◆ **DOCUMENT EXTRACT**:
-=-=-=-=-
PCA (Part 7) finds the directions of maximum variance by computing the covariance matrix's eigendecomposition. Projecting onto the top $k$ eigenvectors gives the best rank-$k$ approximation in the least-squares sense.

$$\Sigma = \frac{1}{n-1}(X - \bar{X})^\top(X - \bar{X}), \quad \Sigma \mathbf{v}_i = \lambda_i \mathbf{v}_i$$
import numpy as np

class PCA:
    """PCA via covariance matrix eigendecomposition (Part 7)."""
    def __init__(self, n_components):
        self.n_components = n_components

    def fit(self, X):
        self.mean_ = X.mean(axis=0)
        X_centered = X - self.mean_
        cov = (X_centered.T @ X_centered) / (len(X) - 1)
        # eigh: symmetric matrix — eigenvalues in ascending order
        eigenvalues, eigenvectors = np.linalg.eigh(cov)
        # Sort descending (largest variance first)
-=-=-=-=-
◆ **STATED PROBLEM A**:
Answer these from the PCA excerpt, each on its own line:
(i) By what quantity does the code divide the product of the centered data to form the covariance matrix?
(ii) In what order does np.linalg.eigh return the eigenvalues?
(iii) In what sense does projecting onto the top $k$ eigenvectors give the best rank-$k$ approximation?
◆ **STATED PROBLEM B**: Write the next part of the PCA code excerpt, starting after the comment about sorting in descending order.
The items play no role in this work.

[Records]
-=-=-=-=-
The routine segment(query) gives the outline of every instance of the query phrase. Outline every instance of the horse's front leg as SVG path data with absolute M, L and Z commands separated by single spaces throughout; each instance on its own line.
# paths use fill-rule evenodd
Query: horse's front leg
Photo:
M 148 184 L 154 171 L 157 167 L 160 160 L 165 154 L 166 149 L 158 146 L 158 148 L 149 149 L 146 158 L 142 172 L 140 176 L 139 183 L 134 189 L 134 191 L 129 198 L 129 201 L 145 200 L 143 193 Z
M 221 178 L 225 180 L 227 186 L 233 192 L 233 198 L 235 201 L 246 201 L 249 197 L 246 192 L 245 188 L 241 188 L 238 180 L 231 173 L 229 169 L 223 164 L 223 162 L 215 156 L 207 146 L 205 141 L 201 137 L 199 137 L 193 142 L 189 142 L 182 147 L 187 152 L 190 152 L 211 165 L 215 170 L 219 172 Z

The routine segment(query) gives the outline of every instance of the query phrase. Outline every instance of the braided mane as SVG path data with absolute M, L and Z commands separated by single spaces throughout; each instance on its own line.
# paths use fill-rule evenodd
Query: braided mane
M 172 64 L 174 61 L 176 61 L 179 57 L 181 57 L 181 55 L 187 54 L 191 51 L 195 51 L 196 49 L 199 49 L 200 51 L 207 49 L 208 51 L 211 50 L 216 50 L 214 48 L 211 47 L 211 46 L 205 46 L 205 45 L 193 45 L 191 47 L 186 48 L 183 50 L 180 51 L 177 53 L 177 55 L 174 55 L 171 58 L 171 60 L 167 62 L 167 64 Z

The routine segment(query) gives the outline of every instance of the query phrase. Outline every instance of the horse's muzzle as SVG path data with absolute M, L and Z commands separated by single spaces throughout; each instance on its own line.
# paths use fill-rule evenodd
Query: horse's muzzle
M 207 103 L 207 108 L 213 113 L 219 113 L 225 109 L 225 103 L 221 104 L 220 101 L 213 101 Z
-=-=-=-=-
◆ **ANSWER A**:
(i) len(X) - 1, which is $n-1$
(ii) Ascending order
(iii) The least-squares sense

◆ **ANSWER B**:
        idx = np.argsort(eigenvalues)[::-1]
        eigenvalues = eigenvalues[idx]
        eigenvectors = eigenvectors[:, idx]
        self.components_ = eigenvectors[:, :self.n_components].T   # (k, d)
        self.explained_variance_ = eigenvalues[:self.n_components]
        self.explained_variance_ratio_ = eigenvalues[:self.n_components] / eigenvalues.sum()
        return self

    def transform(self, X):
        return (X - self.mean_) @ self.components_.T

    def inverse_transform(self, Z):
        return Z @ self.components_ + self.mean_

# --- Test on synthetic 4D data with 2 dominant directions ---
np.random.seed(7)
n = 200
# Generate data along 2 dominant directions in 4D
true_components = np.array([[1,1,0,0],[0,0,1,-1]], dtype=float)
true_components /= np.linalg.norm(true_components, axis=1, keepdims=True)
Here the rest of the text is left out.